▸ **AIM OF THE TASK**
Scan the entries that follow for the word "side", then report every line in which it appears.

++++++

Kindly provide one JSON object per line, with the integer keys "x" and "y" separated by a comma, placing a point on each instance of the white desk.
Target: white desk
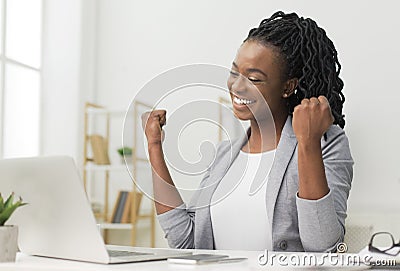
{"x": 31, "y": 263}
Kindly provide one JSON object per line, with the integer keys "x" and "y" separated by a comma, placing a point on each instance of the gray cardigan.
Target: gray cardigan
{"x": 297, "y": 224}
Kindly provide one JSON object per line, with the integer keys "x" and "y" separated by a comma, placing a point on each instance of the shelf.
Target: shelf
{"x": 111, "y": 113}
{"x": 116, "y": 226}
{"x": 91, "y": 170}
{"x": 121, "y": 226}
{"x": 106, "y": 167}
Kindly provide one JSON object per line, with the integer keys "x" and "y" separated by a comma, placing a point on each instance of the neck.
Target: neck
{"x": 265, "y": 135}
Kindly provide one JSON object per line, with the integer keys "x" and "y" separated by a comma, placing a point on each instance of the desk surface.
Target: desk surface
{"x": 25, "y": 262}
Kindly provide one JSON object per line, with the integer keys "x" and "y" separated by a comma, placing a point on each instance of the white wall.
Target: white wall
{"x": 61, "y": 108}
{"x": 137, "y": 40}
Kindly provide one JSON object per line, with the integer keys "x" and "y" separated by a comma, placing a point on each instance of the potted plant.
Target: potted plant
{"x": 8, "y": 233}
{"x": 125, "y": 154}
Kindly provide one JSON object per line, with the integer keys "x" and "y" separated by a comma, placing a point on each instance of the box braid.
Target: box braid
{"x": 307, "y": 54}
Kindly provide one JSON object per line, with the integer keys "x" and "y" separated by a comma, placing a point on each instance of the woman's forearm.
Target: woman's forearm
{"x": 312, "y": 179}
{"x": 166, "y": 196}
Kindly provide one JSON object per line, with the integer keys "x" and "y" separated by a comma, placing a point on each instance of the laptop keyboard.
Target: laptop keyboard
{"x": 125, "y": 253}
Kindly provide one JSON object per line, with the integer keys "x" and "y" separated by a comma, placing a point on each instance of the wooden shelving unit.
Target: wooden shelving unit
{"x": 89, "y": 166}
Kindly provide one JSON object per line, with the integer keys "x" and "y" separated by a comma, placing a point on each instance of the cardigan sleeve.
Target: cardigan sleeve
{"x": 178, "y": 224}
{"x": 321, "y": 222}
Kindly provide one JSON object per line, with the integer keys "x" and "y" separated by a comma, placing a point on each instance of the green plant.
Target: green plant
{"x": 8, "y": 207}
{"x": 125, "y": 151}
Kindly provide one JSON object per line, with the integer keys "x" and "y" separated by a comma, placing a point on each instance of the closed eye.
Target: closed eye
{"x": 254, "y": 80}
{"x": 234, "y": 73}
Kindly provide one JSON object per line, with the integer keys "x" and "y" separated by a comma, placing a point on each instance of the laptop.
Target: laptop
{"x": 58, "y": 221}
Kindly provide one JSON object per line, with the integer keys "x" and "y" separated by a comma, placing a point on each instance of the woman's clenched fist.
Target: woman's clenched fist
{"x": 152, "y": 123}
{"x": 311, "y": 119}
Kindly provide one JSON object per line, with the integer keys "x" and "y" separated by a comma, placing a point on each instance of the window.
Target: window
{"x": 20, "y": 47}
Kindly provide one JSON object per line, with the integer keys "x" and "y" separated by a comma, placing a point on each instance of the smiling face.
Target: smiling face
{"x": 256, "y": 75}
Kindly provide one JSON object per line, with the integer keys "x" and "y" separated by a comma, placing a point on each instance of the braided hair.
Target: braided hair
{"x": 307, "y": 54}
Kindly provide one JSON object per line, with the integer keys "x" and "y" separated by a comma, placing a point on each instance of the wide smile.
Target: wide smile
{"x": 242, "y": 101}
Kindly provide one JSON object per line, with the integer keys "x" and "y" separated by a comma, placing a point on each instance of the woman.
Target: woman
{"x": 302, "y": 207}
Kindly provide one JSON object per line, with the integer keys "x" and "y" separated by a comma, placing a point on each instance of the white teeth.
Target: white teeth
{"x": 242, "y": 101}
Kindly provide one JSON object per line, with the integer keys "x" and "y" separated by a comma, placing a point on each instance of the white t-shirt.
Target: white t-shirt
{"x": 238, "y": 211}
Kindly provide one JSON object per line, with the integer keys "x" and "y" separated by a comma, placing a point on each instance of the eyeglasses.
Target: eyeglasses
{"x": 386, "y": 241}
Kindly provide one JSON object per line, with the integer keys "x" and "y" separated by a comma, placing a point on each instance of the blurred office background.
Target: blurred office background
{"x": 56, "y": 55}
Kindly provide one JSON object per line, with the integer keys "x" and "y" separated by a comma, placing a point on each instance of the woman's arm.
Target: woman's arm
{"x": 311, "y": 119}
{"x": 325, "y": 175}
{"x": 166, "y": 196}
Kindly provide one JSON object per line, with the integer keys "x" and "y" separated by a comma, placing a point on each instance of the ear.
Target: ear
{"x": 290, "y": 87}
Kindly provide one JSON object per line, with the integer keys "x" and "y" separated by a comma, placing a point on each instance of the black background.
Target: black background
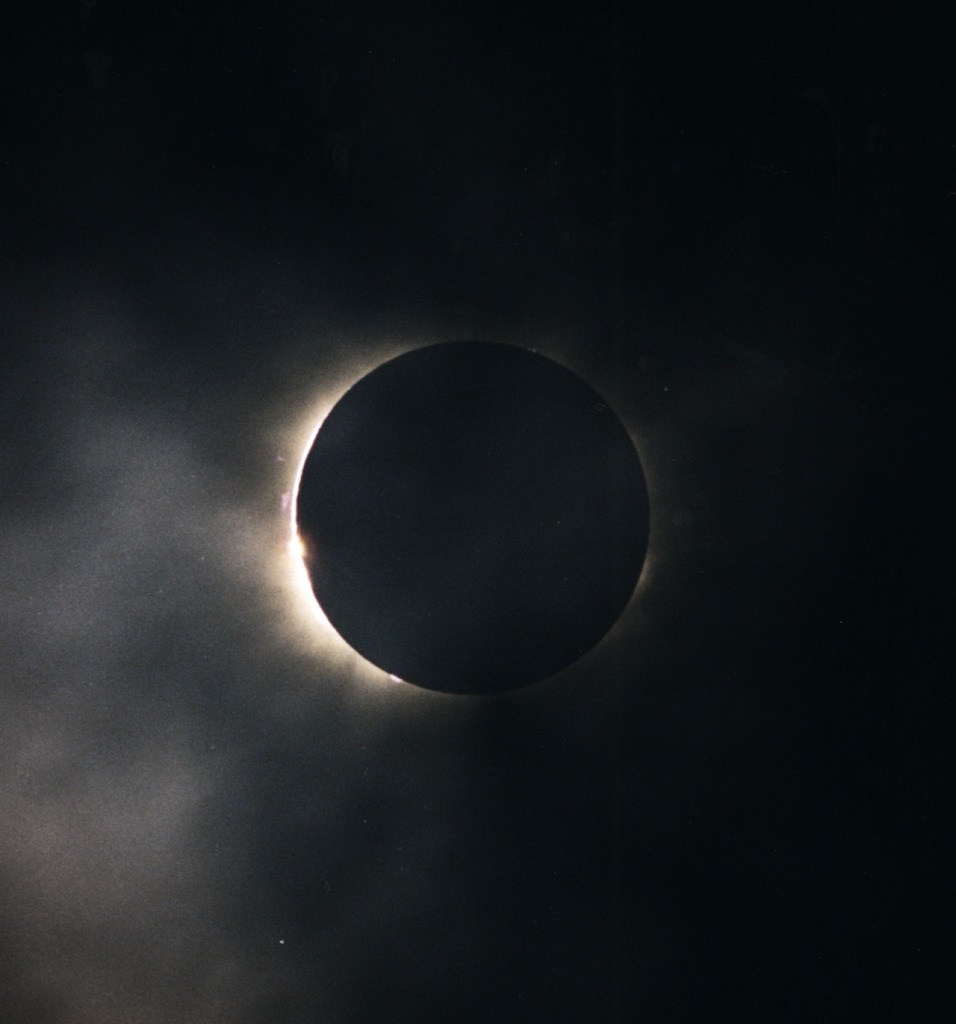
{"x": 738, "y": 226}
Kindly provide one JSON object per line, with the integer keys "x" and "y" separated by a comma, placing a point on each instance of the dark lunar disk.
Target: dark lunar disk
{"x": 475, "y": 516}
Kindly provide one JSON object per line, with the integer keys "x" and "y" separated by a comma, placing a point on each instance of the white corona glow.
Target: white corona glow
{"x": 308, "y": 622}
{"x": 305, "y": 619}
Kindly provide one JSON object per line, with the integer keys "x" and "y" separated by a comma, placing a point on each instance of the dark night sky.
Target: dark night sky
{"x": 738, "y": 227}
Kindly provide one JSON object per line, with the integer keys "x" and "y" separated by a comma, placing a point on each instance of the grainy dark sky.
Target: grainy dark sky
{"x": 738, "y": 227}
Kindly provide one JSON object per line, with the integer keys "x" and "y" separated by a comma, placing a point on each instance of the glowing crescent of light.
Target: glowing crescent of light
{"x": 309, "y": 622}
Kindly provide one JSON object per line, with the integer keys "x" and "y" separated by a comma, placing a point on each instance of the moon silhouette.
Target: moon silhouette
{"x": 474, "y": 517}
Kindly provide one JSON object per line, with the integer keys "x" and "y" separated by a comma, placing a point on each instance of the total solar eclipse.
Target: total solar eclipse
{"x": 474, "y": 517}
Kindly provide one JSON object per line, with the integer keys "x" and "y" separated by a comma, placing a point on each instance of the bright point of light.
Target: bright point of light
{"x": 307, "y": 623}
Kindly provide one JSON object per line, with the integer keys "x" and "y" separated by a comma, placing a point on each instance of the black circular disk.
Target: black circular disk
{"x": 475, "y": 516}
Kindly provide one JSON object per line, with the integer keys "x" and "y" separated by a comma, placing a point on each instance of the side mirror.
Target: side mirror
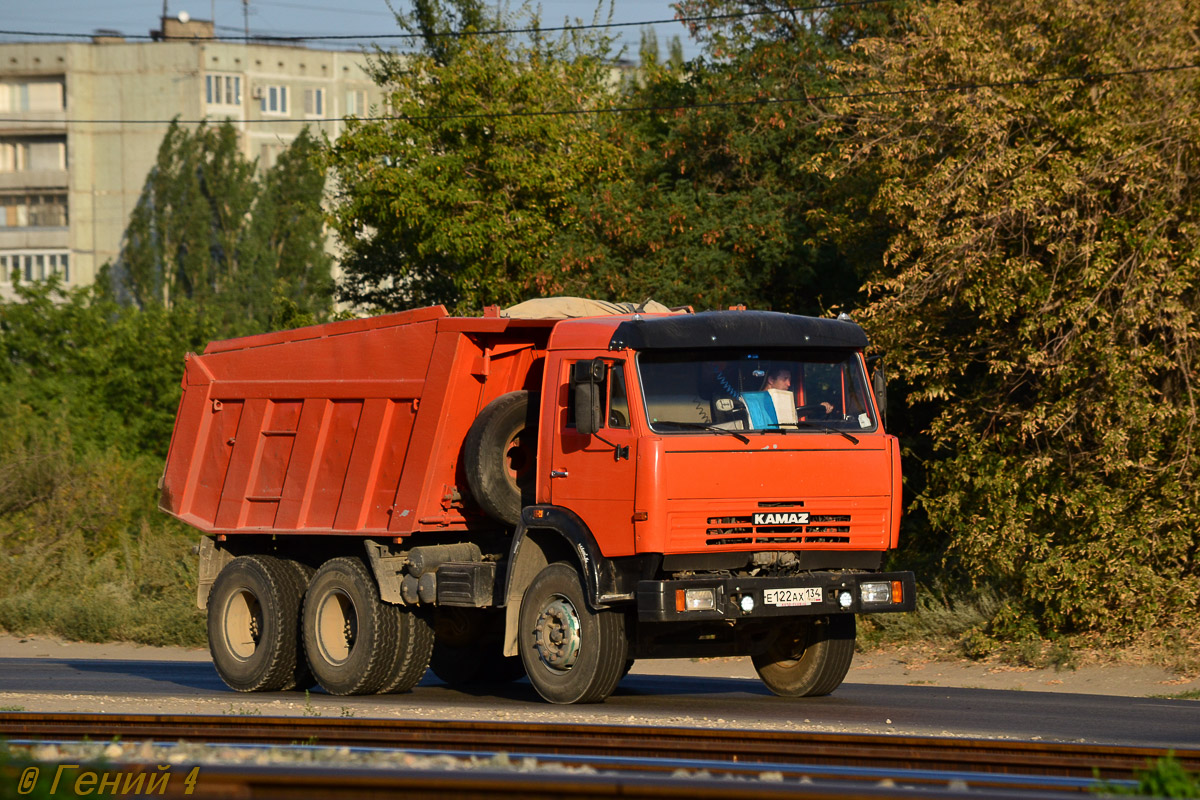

++++++

▸ **WRITTEN RESPONSE**
Kindly provide one JSON object per line, with the integer keys "x" and "y" separated by a comma, placing a point on each instance of the side mirror.
Target: side mirror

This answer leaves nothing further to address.